#### TEXTE FOURNI ####

M. FRANÇOIS DELATTRE (France) a mentionné les efforts déployés par la France pour éviter la catastrophe que causerait une offensive sur la région d’Edleb, parlant notamment de la réunion quadripartite qui a eu lieu vendredi dernier entre les conseillers diplomatiques de la Turquie, de la Russie, de l’Allemagne et de la France, en vue de trouver des axes de convergence entre le Small Group et le groupe d’Astana.  Selon lui, la Turquie s’est largement mobilisée pour apporter des solutions concrètes.  Il a aussi pris note de l’accord annoncé hier par les Présidents Erdoğan et Putin concernant la mise en place d’une zone démilitarisée.  Il a souligné que la protection des civils doit être une priorité absolue pour l’ensemble des parties prenantes, engageant par ailleurs à respecter les principes de distinction, de proportionnalité et de précaution, dans toute lutte contre le terrorisme.

« C’est tout l’avenir de la Syrie qui se joue maintenant », a déclaré M. Delattre qui a fait savoir que la France ne tolérera pas de nouvel usage d’armes chimiques et se tient prête à réagir.  Pour le délégué, éviter l’escalade à Edleb est d’autant plus nécessaire qu’une solution politique négociée, crédible et acceptable par tous existe.  Les discussions de la semaine dernière à Genève doivent permettre la création à brève échéance d’un comité constitutionnel, « premier jalon du processus politique que la communauté internationale a endossé ».  Mais, a-t-il déploré, les garants d’Astana ont encore émis des réserves sur la composition du comité constitutionnel tel qu’établi par l’Envoyé spécial.

Pour la France, il est temps que l’Envoyé spécial fasse avancer le processus en mettant en place dans les meilleurs délais ledit comité et en prévoyant une date rapprochée pour le lancement de ses travaux.  Les participants au congrès de Sotchi se sont engagés à ce que l’Envoyé spécial, dans le cadre du processus de Genève, ait la responsabilité de la composition de ce comité.

La solution politique ne saurait cependant se résumer à l’élaboration d’une nouvelle constitution, a poursuivi le délégué, qui a appelé à discuter dès à présent de beaucoup d’autres éléments, notamment les modalités d’adoption du nouveau texte constitutionnel, la tenue d’élections libres et transparentes, ainsi que la mise en place d’un environnement sûr et neutre, garanti par des mesures de confiance, « qui seul permettra de conférer à l’ensemble du processus une crédibilité suffisante ».  Il a aussi rappelé les éléments de la feuille de route qu’il a présentés la semaine dernière et qui reposent sur un engagement résolu en faveur d’une cessation des hostilités à Edleb, la poursuite du processus politique et l’appui collectif au lancement des travaux du comité constitutionnel et, enfin, le rassemblement des membres du Conseil autour d’un agenda politique « constructif » en vue d’une résolution pacifique et concertée du conflit.  La reconstruction de la Syrie n’est envisageable que sur cette base, a-t-il affirmé.

#### DONNÉES EXTRAITES ####

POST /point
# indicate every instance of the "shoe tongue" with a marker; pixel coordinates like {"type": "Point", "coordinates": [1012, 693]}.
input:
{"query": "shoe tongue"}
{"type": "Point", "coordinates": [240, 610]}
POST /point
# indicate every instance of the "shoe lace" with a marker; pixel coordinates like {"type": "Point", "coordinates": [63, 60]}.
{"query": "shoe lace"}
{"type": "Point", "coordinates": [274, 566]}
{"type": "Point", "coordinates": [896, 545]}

####

### [PROBLÈMES À RÉSOUDRE]
A – D'après le texte sur la Syrie, les conseillers diplomatiques de quels pays ont participé à la réunion quadripartite de vendredi dernier ?
B – Recopiez à l'identique le passage du texte sur la Syrie situé entre « Pour la France, il » et « de ce comité. », ces mots compris.
Ces lignes forment un matériau distinct du texte.

### [RÉPONSES PAR TÂCHE]
A – La Turquie, la Russie, l'Allemagne et la France.

B –
Pour la France, il est temps que l’Envoyé spécial fasse avancer le processus en mettant en place dans les meilleurs délais ledit comité et en prévoyant une date rapprochée pour le lancement de ses travaux.  Les participants au congrès de Sotchi se sont engagés à ce que l’Envoyé spécial, dans le cadre du processus de Genève, ait la responsabilité de la composition de ce comité.